** Problem to work on **
Lines containing the word "tags" are to be copied from the data below.

** Records provided **
--- START ---
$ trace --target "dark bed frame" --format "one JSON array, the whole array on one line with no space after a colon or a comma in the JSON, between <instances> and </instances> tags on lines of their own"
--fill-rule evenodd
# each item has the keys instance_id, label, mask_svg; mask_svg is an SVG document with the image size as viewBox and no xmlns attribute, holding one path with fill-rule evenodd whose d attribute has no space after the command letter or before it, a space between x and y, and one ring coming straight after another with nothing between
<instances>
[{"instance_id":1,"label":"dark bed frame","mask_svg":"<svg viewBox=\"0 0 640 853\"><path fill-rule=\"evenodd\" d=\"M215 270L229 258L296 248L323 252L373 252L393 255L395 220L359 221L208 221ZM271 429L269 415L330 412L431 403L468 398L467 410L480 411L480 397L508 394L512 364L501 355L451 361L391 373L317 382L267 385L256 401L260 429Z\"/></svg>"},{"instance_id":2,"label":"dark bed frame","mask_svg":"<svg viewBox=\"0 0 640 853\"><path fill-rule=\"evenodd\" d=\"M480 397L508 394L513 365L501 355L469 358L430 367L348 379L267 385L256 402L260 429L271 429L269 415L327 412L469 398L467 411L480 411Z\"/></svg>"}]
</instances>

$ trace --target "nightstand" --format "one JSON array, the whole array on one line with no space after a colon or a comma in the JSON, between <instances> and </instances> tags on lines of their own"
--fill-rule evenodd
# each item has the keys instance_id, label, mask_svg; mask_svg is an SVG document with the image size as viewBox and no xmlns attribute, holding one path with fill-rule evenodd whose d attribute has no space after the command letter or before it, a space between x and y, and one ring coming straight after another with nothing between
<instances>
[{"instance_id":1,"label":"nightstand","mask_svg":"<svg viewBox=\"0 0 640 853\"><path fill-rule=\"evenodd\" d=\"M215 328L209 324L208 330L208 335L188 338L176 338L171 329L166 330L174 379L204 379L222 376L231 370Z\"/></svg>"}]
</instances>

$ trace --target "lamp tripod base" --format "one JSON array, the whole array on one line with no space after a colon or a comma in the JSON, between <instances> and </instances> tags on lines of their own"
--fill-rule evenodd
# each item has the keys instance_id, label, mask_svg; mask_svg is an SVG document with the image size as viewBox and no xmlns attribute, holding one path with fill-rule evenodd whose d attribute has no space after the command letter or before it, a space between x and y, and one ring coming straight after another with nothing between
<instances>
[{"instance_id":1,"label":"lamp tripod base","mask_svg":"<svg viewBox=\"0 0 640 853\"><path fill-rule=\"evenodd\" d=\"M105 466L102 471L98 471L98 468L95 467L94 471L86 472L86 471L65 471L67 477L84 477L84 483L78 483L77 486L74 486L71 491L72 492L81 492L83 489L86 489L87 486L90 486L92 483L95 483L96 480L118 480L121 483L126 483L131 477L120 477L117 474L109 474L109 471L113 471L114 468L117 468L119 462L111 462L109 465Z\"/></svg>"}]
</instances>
--- END ---
** Written answer **
$ trace --target "dark bed frame" --format "one JSON array, the whole array on one line with no space after a colon or a comma in the JSON, between <instances> and </instances> tags on lines of their own"
$ trace --target "nightstand" --format "one JSON array, the whole array on one line with no space after a colon or a comma in the JSON, between <instances> and </instances> tags on lines of their own"
$ trace --target "lamp tripod base" --format "one JSON array, the whole array on one line with no space after a colon or a comma in the JSON, between <instances> and </instances> tags on lines of their own"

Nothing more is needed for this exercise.